Excerpts from a dataset:
▼
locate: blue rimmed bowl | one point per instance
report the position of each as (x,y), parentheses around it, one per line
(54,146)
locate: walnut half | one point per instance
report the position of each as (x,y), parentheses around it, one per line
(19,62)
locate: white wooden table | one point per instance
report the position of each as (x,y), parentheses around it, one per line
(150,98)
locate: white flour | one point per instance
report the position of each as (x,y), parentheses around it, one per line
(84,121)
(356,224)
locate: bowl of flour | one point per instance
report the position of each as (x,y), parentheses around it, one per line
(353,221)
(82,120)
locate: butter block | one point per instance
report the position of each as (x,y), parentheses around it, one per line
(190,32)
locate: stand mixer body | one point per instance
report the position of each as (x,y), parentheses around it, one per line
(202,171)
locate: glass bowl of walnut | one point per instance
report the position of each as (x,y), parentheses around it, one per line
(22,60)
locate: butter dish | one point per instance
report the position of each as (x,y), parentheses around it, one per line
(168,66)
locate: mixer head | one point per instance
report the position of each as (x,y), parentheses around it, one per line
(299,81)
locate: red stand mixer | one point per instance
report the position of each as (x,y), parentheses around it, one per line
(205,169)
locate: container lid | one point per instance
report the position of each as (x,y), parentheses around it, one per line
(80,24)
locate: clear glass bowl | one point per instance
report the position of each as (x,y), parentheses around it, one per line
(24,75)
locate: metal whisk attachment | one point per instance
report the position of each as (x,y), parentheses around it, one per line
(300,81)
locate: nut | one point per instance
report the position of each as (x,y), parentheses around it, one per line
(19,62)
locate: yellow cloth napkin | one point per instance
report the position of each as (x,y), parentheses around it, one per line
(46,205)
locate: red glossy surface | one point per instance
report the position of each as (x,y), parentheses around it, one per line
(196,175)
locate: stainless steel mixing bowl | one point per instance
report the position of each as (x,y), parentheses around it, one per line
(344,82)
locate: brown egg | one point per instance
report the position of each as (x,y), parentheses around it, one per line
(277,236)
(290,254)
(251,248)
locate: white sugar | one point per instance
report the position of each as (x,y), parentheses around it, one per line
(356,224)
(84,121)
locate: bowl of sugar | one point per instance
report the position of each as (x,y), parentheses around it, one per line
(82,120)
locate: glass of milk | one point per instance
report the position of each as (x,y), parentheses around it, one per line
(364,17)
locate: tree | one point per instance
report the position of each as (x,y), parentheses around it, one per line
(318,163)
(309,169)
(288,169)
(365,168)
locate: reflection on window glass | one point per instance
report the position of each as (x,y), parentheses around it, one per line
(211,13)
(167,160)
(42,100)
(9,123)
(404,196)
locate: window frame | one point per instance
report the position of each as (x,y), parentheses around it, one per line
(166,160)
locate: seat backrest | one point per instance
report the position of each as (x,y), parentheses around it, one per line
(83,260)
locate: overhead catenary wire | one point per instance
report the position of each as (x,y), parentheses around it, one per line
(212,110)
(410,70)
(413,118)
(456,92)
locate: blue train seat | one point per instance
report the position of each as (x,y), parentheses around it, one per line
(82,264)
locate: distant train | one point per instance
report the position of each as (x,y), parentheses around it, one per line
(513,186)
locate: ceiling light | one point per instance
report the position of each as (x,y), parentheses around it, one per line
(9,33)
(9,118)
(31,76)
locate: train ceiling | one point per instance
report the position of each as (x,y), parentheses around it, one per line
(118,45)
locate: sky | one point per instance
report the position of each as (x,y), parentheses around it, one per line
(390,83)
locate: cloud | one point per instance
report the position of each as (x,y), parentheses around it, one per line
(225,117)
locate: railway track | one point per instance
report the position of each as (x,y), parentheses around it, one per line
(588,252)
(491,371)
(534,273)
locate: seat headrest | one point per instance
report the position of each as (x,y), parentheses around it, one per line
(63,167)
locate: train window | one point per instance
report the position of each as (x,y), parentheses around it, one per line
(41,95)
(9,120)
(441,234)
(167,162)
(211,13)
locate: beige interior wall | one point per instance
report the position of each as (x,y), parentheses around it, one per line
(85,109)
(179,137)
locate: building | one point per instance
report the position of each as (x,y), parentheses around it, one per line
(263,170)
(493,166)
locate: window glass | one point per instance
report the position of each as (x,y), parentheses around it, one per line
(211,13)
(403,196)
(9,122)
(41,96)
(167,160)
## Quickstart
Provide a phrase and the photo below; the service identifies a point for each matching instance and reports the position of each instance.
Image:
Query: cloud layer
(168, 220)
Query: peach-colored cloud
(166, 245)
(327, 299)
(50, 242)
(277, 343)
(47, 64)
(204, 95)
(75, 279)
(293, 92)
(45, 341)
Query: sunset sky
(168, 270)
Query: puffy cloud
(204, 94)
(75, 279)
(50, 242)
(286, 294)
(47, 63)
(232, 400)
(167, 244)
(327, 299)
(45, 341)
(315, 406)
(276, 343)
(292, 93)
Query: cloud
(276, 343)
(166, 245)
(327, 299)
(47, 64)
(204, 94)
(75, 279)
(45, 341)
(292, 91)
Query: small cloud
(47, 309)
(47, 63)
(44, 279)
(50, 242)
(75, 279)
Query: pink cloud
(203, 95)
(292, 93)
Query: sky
▲
● Required action: Print exactly the lines from the beginning of the entries through the line with "locate: stand mixer". Output nothing more.

● Result for this task:
locate: blue rimmed bowl | one point per instance
report the position of each as (x,y), parentheses around it, one per line
(54,146)
locate: walnut half | one point per instance
report the position of each as (x,y), parentheses around it, one per line
(19,62)
locate: white wooden table | one point per instance
report the position of each as (x,y), parentheses around it, one per line
(150,98)
locate: white flour | one point per instance
report the position of each as (x,y), parentheses around it, one per line
(84,121)
(356,224)
locate: bowl of flour | one point per instance
report the position of each as (x,y), parentheses around it, one per line
(353,221)
(82,120)
locate: butter block | one point per instance
report the position of each as (x,y), parentheses around it, one per line
(190,32)
locate: stand mixer body | one point per instance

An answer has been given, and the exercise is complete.